- EXTRACT TO READ
■ ■ ■ ■

Human Dermal Fibroblasts from Systemic Lupus Erythematosus (SLE) Patient

SLE Dermal Fibroblasts Exhibit Hyperinflammatory Responses

Cutaneous lupus erythematosus (CLE) lesions endure chronic inflammation; however, the mechanisms by which inflammation leads to either scarring or non-scarring disease pathology remain unclear. To gain insight into fibroblast-intrinsic mechanisms that may contribute to tissue pathology, Shoffner-Beck et al. compared cytokine responses between non-lesional dermal fibroblasts isolated from patients with SLE/CLE versus healthy controls.

To examine fibroblast functional differences, they established cultures from punch biopsies of healthy control skin and nonlesional lupus skin (upper thigh, non-sun-exposed). Fibroblasts at passage 2 were treated with IFN-γ, IFN-α, TNF-α, TGF-β, or IL-1β (cytokines identified as upstream regulators of differences observed between healthy control and SLE fibroblasts from scRNA-Seq) for 6 h prior to RNA isolation (Fig. 1). Both groups were confirmed to have similar fibroblast populations prior to and after cytokine stimulation. Both healthy control and SLE fibroblasts had differentially expressed genes after cytokine stimulation. However, greatest differences in effect size between healthy and SLE fibroblasts were noted after treatment with TGF-β, TNF-α, IFN-γ, and IFN-α (Fig. 2A). Within cytokine-cytokine receptor signaling pathways, genes belonging to the CXCL family, CCL family, IL family, and TNF had significantly higher expression across all treatments with significantly greater magnitude in SLE fibroblasts (FDR < 1 × 10^-5; Fig. 2B). When focusing specifically on responses to TGF-β stimulation, there were significantly higher fold changes between SLE compared to healthy control fibroblasts (Fig. 2C). These data suggest that inflammatory cytokines induce signaling pathways in both healthy and SLE fibroblasts but that this response is exaggerated in SLE fibroblasts.

■ ■ ■ ■

- RECORDS SUPPLIED
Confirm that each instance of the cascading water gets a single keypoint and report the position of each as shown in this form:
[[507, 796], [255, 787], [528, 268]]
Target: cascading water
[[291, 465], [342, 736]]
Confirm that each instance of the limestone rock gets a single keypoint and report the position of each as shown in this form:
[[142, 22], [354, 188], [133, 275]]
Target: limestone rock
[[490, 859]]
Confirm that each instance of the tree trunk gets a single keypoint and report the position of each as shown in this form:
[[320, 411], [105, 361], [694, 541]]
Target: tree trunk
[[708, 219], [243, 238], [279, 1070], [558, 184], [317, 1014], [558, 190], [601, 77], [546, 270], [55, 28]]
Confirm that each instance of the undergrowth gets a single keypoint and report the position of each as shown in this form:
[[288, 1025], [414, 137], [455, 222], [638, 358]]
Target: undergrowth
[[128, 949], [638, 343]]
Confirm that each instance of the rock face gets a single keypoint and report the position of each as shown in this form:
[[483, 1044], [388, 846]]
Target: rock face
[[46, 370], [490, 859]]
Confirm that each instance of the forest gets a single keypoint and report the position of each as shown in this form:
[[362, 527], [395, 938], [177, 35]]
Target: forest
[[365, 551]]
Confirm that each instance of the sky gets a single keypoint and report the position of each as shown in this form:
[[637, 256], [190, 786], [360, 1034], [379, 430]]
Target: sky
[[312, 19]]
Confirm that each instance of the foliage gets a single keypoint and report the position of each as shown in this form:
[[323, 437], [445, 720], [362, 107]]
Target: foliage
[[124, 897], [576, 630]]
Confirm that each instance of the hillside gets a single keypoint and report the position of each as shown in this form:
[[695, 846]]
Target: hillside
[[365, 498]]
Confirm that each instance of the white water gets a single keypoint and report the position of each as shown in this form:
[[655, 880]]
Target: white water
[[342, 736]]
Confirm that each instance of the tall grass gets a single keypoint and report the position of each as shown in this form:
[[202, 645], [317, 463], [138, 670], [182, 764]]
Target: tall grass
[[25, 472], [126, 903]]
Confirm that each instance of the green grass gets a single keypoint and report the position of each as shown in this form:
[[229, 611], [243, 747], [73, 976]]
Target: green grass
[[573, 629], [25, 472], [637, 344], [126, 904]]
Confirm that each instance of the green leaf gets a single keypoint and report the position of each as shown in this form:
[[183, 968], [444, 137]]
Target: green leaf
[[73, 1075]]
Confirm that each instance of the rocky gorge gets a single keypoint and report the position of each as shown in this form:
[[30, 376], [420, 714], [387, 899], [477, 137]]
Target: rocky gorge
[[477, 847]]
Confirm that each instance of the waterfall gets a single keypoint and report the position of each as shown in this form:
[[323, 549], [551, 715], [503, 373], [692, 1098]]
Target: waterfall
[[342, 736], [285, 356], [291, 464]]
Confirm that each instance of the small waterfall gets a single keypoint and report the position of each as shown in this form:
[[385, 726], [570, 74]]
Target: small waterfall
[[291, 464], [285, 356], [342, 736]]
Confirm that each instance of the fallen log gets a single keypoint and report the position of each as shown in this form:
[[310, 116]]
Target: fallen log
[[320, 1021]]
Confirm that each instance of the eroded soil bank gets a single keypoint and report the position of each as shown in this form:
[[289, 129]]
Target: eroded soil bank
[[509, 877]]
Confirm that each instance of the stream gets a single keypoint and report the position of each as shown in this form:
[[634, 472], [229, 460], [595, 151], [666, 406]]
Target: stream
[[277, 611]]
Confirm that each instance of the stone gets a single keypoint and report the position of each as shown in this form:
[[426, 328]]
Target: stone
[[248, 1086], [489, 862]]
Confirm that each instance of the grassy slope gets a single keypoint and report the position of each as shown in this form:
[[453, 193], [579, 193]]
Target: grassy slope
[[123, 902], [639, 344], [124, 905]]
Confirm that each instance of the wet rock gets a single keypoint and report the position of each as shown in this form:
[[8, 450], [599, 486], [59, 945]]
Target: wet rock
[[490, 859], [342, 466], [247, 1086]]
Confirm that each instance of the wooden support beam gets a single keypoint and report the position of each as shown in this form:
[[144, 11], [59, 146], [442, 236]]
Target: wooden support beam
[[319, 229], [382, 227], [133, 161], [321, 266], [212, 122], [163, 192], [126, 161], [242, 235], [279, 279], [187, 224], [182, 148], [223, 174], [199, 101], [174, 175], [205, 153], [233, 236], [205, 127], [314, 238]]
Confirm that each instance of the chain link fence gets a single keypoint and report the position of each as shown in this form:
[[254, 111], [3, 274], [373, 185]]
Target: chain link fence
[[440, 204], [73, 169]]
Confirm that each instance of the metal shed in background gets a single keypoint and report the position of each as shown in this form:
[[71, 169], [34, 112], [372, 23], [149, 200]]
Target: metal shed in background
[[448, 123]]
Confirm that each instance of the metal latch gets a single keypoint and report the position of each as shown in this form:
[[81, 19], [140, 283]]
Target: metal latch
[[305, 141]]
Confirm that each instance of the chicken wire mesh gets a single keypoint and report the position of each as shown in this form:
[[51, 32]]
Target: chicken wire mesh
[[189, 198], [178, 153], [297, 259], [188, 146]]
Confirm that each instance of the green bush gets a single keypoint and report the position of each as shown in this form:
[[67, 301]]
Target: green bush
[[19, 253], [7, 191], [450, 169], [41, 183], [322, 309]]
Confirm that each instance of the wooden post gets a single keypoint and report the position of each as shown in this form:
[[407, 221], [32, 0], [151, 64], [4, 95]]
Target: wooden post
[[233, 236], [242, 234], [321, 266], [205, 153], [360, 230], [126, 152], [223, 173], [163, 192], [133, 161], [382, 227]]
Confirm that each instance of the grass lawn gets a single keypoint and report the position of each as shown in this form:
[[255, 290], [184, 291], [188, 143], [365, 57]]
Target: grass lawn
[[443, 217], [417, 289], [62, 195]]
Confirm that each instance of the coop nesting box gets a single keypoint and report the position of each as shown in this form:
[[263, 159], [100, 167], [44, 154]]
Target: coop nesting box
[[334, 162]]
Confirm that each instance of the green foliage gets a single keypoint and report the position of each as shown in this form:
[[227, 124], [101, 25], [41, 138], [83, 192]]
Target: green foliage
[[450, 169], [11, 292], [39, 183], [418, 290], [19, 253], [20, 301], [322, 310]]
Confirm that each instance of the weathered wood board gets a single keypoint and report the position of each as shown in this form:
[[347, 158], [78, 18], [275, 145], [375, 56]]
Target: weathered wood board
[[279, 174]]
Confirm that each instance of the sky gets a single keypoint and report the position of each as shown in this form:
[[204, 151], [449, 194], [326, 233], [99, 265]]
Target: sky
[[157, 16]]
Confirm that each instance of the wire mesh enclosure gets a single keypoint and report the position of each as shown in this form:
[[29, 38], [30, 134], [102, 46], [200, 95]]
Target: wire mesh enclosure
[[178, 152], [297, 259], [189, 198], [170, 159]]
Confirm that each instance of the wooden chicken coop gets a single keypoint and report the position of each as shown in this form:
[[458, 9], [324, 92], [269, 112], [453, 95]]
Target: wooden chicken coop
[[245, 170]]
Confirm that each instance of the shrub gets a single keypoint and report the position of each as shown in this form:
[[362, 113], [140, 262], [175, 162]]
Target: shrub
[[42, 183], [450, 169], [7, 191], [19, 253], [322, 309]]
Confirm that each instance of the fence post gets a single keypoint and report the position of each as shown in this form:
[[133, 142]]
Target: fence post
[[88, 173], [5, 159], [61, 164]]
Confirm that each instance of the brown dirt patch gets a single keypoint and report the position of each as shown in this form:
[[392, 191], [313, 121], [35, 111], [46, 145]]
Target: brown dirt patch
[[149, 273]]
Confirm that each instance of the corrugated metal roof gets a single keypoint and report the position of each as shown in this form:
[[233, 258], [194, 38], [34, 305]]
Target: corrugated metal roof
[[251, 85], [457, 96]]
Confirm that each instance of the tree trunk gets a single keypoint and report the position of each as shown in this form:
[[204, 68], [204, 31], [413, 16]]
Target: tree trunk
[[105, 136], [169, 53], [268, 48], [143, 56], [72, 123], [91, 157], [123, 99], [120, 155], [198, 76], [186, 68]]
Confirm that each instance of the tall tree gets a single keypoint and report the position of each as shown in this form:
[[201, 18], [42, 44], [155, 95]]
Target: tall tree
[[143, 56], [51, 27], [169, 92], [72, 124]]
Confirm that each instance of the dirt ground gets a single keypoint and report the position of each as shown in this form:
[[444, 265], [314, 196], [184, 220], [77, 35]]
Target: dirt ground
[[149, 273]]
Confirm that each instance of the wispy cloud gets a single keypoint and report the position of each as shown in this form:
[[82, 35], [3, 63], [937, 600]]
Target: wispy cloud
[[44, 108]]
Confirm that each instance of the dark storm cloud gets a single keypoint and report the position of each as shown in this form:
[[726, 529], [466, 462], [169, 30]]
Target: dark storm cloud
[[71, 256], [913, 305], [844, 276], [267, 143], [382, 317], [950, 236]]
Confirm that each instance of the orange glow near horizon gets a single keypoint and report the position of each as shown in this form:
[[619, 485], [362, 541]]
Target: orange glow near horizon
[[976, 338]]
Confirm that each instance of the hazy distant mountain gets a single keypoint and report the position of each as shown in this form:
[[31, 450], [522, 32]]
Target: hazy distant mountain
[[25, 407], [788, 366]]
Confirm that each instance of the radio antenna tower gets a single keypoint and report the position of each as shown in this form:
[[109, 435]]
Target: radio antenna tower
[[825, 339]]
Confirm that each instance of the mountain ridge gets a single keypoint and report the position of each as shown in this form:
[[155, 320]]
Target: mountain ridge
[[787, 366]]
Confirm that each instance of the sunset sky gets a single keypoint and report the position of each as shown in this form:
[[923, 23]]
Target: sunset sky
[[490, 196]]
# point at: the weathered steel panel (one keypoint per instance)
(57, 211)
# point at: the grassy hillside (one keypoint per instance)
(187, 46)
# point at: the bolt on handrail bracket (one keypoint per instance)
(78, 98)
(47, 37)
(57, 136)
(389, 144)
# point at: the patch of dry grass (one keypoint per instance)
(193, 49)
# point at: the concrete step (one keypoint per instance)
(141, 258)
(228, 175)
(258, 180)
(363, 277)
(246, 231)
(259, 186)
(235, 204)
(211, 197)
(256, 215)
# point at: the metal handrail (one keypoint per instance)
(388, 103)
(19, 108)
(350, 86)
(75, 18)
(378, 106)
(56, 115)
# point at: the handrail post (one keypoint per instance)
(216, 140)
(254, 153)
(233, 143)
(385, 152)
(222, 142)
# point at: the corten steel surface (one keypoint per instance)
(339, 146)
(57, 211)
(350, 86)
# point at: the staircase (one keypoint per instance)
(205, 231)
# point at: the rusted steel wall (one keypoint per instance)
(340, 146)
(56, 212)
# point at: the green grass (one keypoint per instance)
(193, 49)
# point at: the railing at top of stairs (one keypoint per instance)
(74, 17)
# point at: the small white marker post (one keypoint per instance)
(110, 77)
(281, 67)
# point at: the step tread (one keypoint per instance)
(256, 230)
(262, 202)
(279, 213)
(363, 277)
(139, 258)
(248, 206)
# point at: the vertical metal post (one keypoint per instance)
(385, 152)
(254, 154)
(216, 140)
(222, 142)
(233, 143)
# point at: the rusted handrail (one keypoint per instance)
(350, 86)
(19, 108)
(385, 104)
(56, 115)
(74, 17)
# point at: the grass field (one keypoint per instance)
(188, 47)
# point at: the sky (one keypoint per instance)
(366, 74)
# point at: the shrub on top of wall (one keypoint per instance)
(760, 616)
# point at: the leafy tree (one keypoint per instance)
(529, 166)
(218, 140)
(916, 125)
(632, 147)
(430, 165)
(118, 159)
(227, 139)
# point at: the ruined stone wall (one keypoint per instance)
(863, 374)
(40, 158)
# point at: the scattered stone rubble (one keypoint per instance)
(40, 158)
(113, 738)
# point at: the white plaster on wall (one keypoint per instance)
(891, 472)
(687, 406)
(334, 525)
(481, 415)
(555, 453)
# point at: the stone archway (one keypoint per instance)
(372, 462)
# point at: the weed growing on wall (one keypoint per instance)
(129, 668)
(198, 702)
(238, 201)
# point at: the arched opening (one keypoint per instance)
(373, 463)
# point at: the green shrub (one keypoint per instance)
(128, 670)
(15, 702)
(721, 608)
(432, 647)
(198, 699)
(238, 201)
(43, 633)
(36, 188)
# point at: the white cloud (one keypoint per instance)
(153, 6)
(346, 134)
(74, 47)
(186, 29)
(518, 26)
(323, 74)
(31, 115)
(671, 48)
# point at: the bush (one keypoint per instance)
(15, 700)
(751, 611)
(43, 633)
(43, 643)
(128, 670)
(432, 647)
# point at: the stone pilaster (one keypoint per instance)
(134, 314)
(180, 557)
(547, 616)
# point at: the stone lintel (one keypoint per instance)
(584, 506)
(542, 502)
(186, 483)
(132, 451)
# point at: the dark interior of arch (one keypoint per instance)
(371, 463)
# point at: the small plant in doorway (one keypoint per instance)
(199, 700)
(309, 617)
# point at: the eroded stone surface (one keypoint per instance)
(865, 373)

■ ■ ■ ■

- DIRECTIONS
1. Translate this sentence from the SLE fibroblast passage into Spanish: "Both groups were confirmed to have similar fibroblast populations prior to and after cytokine stimulation."
2. In the SLE fibroblast passage, swap "chronic" for "persistent" and give the result, beginning at the words "Human Dermal Fibroblasts" and stopping after "versus healthy controls.".
The listing has no role in this exercise.

- EXERCISE RESPONSES
1. Se confirmó que ambos grupos tenían poblaciones de fibroblastos similares antes y después de la estimulación con citocinas.

2.
Human Dermal Fibroblasts from Systemic Lupus Erythematosus (SLE) Patient

SLE Dermal Fibroblasts Exhibit Hyperinflammatory Responses

Cutaneous lupus erythematosus (CLE) lesions endure persistent inflammation; however, the mechanisms by which inflammation leads to either scarring or non-scarring disease pathology remain unclear. To gain insight into fibroblast-intrinsic mechanisms that may contribute to tissue pathology, Shoffner-Beck et al. compared cytokine responses between non-lesional dermal fibroblasts isolated from patients with SLE/CLE versus healthy controls.